• _WHAT IS NEEDED_:
Pick out every line below that contains the string "shed", and copy each one. Matching is case-sensitive.

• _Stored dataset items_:
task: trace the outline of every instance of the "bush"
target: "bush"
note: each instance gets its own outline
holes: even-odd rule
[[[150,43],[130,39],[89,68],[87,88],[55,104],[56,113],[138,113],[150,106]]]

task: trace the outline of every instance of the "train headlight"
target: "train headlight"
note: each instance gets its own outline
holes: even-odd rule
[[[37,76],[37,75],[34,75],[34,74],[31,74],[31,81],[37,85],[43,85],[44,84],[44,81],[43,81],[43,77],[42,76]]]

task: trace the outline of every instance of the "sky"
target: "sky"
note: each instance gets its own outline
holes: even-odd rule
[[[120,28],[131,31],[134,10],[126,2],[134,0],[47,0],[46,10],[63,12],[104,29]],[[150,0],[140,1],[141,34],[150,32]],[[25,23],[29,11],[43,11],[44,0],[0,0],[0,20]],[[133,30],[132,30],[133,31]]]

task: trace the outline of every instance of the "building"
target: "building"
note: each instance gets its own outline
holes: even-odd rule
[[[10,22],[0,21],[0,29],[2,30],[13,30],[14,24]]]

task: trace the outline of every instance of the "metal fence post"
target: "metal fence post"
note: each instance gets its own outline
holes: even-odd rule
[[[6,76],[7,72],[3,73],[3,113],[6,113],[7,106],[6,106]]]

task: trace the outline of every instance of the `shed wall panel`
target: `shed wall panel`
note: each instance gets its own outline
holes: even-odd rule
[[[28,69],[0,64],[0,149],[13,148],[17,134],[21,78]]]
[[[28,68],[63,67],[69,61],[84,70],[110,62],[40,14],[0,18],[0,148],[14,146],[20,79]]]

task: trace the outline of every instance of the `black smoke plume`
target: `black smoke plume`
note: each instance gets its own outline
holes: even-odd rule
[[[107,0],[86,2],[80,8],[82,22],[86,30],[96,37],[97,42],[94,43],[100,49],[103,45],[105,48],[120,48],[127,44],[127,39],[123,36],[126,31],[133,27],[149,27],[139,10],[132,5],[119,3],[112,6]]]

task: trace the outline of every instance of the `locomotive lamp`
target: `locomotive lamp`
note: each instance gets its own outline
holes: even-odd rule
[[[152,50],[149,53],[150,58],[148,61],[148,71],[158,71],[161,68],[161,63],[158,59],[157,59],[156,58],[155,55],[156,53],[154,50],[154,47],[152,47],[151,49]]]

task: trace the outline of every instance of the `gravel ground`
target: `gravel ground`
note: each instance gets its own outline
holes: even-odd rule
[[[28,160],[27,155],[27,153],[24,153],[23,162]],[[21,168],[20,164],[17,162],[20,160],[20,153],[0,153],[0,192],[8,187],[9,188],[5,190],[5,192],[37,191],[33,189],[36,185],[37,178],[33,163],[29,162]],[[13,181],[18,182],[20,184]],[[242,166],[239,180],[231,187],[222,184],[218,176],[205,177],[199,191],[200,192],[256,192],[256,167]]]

• _RESPONSE_:
task: trace the outline of every instance of the `shed wall panel`
target: `shed wall panel`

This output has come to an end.